Task goal:
Gather every line in the material below that contains the word "field", and copy each of those lines in full.

Entries provided:
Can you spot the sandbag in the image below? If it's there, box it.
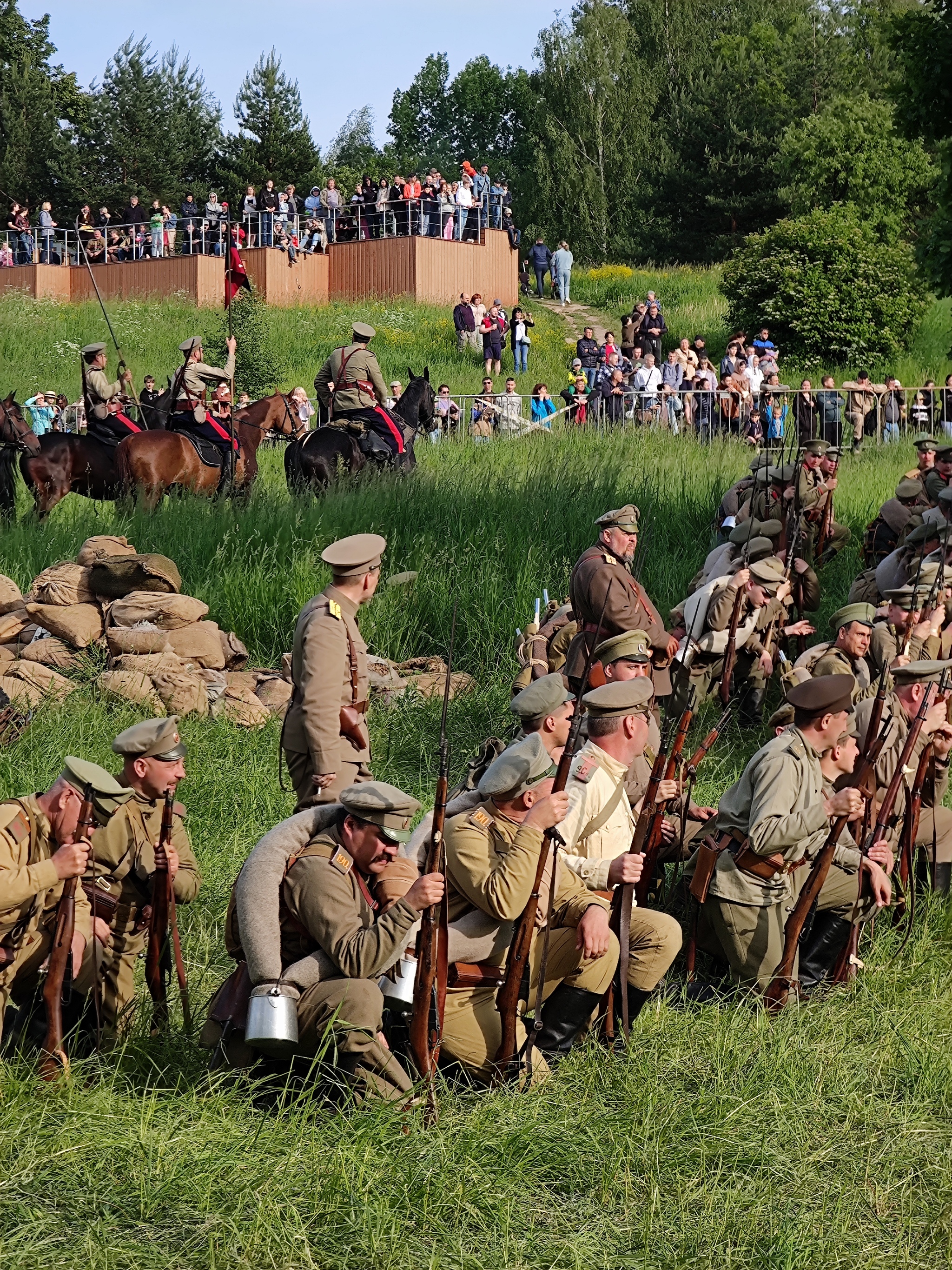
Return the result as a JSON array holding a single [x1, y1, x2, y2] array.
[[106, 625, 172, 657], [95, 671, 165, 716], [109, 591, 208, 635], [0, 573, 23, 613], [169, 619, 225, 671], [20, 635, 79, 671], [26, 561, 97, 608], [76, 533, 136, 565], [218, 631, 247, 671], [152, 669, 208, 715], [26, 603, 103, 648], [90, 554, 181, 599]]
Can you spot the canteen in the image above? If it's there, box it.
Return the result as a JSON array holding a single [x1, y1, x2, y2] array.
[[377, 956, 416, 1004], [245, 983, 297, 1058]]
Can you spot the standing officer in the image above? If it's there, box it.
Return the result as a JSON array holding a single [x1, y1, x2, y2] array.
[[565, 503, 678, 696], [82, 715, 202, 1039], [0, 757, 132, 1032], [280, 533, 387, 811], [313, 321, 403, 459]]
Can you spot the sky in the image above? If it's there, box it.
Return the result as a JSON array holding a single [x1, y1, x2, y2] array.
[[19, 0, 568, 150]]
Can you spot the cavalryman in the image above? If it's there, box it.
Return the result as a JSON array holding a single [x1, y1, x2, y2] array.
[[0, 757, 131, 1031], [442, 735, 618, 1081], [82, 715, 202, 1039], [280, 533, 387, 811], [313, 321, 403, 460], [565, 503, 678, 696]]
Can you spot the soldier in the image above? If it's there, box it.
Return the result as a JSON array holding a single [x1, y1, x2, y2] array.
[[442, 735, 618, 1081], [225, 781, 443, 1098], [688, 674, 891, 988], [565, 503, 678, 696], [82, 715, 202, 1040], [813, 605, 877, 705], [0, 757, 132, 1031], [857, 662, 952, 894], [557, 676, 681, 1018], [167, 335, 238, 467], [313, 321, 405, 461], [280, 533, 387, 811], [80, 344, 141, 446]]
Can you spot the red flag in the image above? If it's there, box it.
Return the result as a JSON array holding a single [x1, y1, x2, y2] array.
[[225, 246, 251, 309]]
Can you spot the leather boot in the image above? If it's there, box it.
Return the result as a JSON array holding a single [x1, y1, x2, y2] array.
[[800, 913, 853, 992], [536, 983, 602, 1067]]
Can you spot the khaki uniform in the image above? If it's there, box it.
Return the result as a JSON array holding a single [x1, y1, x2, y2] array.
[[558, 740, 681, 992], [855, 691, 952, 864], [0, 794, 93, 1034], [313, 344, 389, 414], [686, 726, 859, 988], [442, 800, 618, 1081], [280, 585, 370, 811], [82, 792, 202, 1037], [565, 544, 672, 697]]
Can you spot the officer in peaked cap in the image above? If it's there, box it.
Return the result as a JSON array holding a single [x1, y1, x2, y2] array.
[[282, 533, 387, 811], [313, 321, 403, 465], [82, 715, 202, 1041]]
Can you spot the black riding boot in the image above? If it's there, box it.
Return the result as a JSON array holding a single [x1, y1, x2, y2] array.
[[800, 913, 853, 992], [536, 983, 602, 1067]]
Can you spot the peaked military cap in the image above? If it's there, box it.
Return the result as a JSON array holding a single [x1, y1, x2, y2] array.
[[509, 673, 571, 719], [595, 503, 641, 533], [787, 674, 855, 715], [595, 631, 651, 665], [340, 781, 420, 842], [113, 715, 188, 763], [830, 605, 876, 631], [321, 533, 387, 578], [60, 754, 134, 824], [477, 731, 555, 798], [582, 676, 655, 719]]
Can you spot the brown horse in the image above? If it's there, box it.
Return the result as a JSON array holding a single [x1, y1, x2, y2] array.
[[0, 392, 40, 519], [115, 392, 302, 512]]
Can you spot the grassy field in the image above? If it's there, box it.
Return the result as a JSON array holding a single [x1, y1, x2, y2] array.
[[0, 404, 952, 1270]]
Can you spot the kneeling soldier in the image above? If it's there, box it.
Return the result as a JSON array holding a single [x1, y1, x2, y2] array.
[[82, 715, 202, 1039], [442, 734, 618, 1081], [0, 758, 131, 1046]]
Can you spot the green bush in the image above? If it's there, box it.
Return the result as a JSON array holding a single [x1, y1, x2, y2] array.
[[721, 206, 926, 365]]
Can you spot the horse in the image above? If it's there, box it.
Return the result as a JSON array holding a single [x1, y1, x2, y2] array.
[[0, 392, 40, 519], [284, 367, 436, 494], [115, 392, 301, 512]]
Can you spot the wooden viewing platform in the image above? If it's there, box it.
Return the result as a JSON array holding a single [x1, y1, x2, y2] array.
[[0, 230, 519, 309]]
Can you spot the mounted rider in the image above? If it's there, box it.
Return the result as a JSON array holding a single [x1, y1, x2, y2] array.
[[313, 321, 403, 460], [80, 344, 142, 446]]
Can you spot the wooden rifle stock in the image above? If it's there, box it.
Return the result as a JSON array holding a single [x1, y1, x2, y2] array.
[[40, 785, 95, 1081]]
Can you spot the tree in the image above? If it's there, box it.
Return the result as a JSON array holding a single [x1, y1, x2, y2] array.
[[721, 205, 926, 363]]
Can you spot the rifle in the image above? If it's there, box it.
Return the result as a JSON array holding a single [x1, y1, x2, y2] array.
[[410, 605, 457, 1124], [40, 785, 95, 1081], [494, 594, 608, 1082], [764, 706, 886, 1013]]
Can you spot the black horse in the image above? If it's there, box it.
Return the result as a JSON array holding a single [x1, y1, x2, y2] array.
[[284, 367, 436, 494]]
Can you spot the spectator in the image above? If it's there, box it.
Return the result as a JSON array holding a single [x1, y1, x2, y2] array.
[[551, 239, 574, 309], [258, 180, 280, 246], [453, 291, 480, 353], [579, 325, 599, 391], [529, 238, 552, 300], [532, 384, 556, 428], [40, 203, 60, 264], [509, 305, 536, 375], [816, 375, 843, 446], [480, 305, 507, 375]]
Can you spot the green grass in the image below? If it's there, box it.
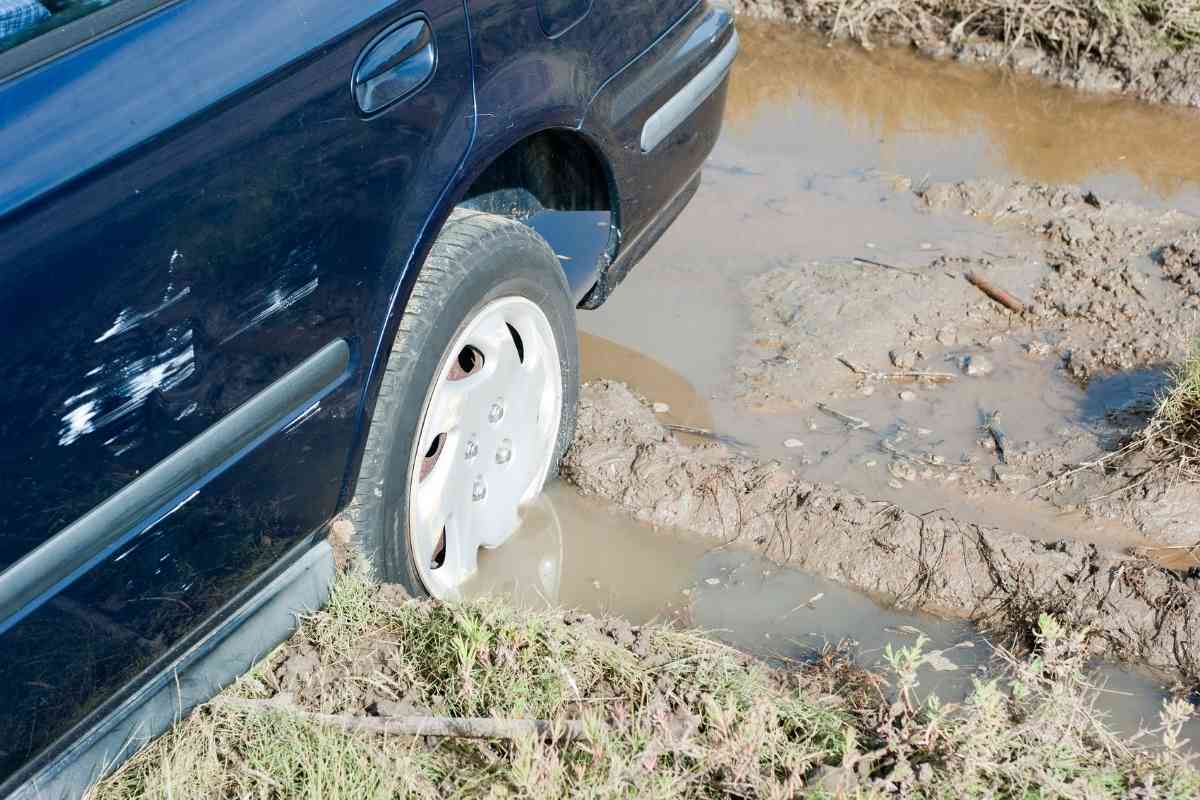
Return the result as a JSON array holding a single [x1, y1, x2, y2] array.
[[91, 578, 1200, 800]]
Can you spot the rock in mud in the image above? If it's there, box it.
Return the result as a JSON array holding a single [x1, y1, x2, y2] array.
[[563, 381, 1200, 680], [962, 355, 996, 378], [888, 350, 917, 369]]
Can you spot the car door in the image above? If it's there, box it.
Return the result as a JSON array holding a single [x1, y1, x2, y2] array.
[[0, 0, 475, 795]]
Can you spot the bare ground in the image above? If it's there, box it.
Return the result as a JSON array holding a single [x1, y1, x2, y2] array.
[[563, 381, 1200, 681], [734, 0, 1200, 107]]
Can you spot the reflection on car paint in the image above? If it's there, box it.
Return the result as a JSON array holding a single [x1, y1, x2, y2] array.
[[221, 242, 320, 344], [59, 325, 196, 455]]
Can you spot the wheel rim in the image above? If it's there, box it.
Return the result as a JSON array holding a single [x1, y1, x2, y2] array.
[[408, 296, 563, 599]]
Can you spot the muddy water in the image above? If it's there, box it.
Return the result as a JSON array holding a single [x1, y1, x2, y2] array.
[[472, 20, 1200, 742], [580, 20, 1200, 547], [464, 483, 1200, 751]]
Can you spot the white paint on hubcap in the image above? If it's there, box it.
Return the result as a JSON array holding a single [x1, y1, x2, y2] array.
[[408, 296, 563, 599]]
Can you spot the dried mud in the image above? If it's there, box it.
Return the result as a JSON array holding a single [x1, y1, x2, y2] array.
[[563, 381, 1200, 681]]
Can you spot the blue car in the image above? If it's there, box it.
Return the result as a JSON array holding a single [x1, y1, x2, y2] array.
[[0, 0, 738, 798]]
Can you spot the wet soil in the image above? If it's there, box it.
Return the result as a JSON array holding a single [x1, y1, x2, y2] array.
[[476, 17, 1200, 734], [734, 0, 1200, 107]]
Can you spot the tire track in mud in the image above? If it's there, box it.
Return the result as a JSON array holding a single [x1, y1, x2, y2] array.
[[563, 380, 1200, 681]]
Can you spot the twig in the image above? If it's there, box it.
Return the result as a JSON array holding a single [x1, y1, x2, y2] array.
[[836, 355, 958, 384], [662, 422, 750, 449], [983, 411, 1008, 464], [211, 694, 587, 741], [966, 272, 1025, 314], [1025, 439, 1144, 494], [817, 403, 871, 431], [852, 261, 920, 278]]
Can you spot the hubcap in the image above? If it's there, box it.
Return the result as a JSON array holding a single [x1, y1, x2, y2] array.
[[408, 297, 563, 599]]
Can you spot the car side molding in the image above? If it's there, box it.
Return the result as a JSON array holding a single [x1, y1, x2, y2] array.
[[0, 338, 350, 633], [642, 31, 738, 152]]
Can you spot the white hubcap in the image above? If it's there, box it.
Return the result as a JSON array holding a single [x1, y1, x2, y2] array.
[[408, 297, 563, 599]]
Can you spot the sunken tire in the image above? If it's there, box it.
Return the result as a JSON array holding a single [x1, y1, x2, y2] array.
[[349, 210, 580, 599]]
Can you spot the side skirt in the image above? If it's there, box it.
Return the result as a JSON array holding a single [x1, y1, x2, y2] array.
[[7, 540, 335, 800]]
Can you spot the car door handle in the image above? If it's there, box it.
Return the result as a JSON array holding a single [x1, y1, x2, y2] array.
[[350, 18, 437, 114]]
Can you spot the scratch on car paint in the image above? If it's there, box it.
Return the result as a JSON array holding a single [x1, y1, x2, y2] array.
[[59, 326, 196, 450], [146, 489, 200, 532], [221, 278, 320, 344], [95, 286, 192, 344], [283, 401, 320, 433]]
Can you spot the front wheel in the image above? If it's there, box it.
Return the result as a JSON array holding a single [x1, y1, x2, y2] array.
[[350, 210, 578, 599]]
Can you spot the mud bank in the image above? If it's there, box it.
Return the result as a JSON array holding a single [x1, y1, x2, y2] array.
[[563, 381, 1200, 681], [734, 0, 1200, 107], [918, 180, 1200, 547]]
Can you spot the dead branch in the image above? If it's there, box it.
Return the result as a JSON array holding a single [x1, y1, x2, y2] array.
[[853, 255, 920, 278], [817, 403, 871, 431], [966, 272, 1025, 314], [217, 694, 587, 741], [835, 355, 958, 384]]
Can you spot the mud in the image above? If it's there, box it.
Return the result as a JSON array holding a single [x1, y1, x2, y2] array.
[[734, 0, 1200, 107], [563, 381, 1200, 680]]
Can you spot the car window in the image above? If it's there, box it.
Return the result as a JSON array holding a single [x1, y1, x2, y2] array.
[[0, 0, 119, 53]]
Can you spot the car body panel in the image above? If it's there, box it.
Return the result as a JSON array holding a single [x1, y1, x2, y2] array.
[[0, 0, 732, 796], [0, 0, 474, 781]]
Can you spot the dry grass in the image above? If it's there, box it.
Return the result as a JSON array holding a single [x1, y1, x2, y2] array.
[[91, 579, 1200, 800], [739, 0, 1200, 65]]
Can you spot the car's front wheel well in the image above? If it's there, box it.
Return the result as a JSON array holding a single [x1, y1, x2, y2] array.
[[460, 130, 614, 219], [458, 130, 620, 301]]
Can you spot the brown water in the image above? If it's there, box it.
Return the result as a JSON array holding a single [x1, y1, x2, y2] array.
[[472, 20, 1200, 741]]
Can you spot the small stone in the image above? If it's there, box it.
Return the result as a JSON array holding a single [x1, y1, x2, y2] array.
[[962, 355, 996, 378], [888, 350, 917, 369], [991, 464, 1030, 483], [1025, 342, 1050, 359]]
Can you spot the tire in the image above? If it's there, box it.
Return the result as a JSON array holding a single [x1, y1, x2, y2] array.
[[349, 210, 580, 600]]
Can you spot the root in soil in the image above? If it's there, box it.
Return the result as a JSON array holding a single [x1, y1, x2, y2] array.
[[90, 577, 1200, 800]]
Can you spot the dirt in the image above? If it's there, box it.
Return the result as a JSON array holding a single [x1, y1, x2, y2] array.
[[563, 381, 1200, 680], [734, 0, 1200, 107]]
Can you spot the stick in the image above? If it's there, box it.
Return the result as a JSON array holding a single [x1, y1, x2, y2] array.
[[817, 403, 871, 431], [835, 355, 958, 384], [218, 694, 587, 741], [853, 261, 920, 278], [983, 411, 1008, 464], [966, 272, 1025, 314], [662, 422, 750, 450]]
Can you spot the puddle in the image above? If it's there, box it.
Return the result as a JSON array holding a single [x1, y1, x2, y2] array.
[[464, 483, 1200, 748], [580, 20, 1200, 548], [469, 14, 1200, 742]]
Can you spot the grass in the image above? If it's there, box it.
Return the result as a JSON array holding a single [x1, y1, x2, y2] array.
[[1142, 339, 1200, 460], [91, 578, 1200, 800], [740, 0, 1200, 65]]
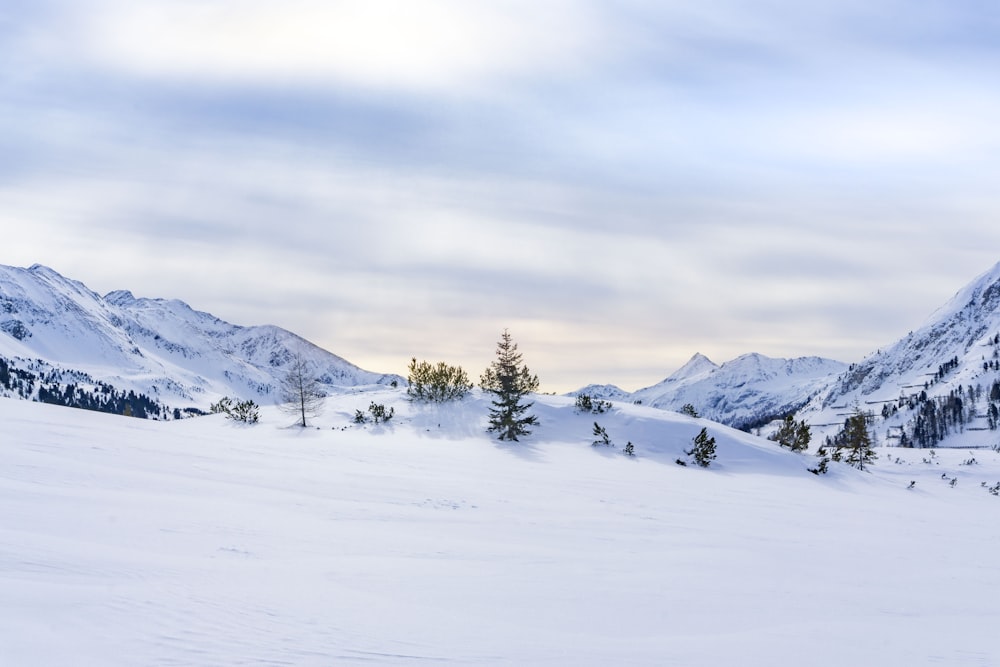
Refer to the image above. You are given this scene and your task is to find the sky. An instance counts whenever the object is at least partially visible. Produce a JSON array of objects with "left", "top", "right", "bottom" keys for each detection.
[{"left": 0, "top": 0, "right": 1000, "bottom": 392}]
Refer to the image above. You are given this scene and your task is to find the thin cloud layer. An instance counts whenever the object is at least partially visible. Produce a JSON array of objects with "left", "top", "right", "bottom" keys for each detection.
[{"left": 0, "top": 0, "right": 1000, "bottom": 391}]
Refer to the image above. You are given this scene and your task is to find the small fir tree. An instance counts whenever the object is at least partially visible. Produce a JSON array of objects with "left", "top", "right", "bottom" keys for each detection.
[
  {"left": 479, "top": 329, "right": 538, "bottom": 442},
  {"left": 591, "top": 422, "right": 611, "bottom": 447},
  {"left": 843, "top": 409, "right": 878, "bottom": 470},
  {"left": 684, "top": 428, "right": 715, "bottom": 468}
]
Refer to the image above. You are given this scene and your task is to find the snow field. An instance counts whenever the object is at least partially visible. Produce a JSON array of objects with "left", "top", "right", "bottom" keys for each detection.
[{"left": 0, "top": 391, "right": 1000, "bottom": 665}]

Written answer:
Can you spot the grassy field in the image above? If it's there, box it.
Refer to the image above. You are given this scene and your task is to find the snow field. An instance counts whenever the object is at least partially visible. Produce a JSON array of objects with "left", "top", "right", "bottom" keys for each detection.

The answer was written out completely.